→ **Prompt 1**
List the priority capabilities that the article says CIOs should invest in.
→ **Prompt 2**
Write out the article word for word, everything from "To provide banking" down to "within unstructured documents.".
→ **Prompt 3**
According to the article, why does "the relative infancy of the agenda" pose a major challenge for CIOs?

→ **Text**
╔══

EY: How CIOs Can Build Gen AI at Scale While Managing Risk

While the roadmap to deliver Gen AI change is clear, there are challenges that CIOs must first overcome...
In this deep-dive, we speak to EY’s David Kadio-Morokro on ways CIOs can build Gen AI capabilities at scale while managing risk

Following his EY report, Financial Services CIOs – building Gen AI at scale while managing risk, Americas Financial Services Innovation Leader for EY, David Kadio-Morokro, speaks to FinTech Magazine about the challenges CIOs face when looking to scale Gen AI, and how these challenges can be overcome. 

Of course, to effectively build new Gen AI capabilities at scale, Chief Information Officers (CIOs) must first see the value of unlocking these new capabilities across the tech stack – for driving efficiencies, reducing cost and transforming banking operations. 

The value of Gen AI across the tech stack

For David, while it’s clear many CIOs see the value in Gen AI implementation, new capabilities can be hard to action

He explains: “Financial institutions continue to maintain sizeable traditional technology portfolios with an emphasis on structured data movement from Front Line Units (FLU) to middle and back office. 

“Incremental investments in high-speed and unstructured data processing are often decoupled from their existing infrastructure, leading to data proliferation and frictions in data usage.”

To provide banking associates with the right Gen AI tools, whether for engaging clients, managing risk or compliance, David recommends CIOs invest in the following priority capabilities: 

  • Unstructured data processing at scale: doubling down on investments in data discovery, tagging and classification tools to uncover latent metadata within unstructured documents.
  • New data storage mechanisms: expanding investments in graph and vector databases that store metadata (e.g., entities, relationships, properties) embedded in the documents to support systematic querying and analysis on unstructured data. 
  • LLM fine-tuning: investing in capabilities to support fine-tuning and tuning of large language models (LLMs) to expand the boundaries of their applicability for firm-specific use cases.

The challenges to building these capabilities

David Kadio-Morokro, EY

While the roadmap to deliver Gen AI change is clear, there are challenges that CIOs must first overcome to achieve the three key aims outlined above. 

Firstly, “the relative infancy of the agenda presents a major challenge in that this is a new frontier for CIOs across the board,” says David, “bringing a plethora of learning curves along with it.”

╚══

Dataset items

╔══

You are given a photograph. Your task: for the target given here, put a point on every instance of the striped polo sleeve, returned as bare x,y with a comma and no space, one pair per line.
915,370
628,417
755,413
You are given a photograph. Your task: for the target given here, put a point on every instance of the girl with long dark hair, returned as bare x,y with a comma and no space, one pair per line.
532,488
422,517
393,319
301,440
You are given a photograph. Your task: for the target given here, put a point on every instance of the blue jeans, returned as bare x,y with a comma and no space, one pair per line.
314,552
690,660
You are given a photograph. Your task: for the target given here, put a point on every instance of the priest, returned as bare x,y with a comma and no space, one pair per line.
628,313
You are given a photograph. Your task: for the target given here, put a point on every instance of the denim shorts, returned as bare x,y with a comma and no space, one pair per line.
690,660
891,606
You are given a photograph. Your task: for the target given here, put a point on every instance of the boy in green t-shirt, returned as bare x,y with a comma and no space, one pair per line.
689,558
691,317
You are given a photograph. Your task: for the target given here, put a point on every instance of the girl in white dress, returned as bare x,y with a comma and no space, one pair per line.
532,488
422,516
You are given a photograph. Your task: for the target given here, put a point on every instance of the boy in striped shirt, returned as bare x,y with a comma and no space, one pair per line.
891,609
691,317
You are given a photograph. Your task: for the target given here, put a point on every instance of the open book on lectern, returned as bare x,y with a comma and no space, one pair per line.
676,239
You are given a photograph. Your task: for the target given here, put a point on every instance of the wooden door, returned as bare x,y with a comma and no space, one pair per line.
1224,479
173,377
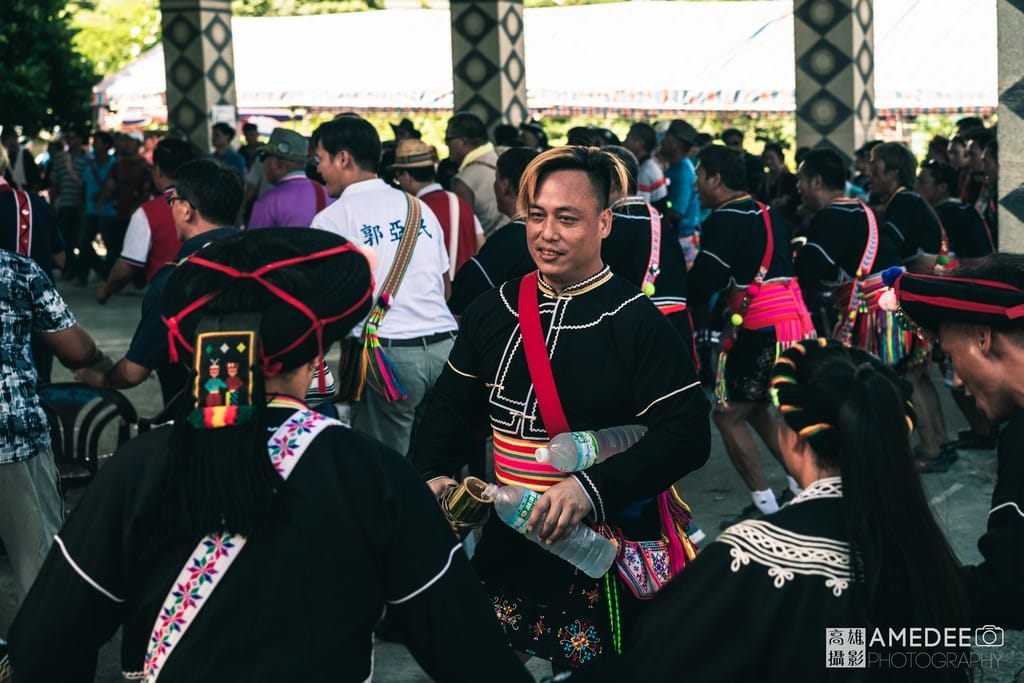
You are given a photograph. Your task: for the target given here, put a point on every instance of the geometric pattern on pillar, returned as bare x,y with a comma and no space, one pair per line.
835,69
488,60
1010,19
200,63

╚══
╔══

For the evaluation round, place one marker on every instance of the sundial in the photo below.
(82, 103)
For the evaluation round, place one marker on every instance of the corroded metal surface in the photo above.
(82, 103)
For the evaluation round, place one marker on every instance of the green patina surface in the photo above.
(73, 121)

╚══
╔══

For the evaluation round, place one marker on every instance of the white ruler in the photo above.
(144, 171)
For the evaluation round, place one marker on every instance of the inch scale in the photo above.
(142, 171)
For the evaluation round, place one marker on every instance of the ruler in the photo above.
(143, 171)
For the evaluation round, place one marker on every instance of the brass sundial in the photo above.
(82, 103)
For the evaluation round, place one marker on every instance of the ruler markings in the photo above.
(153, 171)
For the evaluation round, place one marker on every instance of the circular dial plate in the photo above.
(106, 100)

╚══

→ **Written solution 1**
- Unstructured data processing at scale
- New data storage mechanisms
- LLM fine-tuning

→ **Written solution 2**
To provide banking associates with the right Gen AI tools, whether for engaging clients, managing risk or compliance, David recommends CIOs invest in the following priority capabilities: 

  • Unstructured data processing at scale: doubling down on investments in data discovery, tagging and classification tools to uncover latent metadata within unstructured documents.

→ **Written solution 3**
It is a new frontier for CIOs across the board, and it brings a plethora of learning curves with it.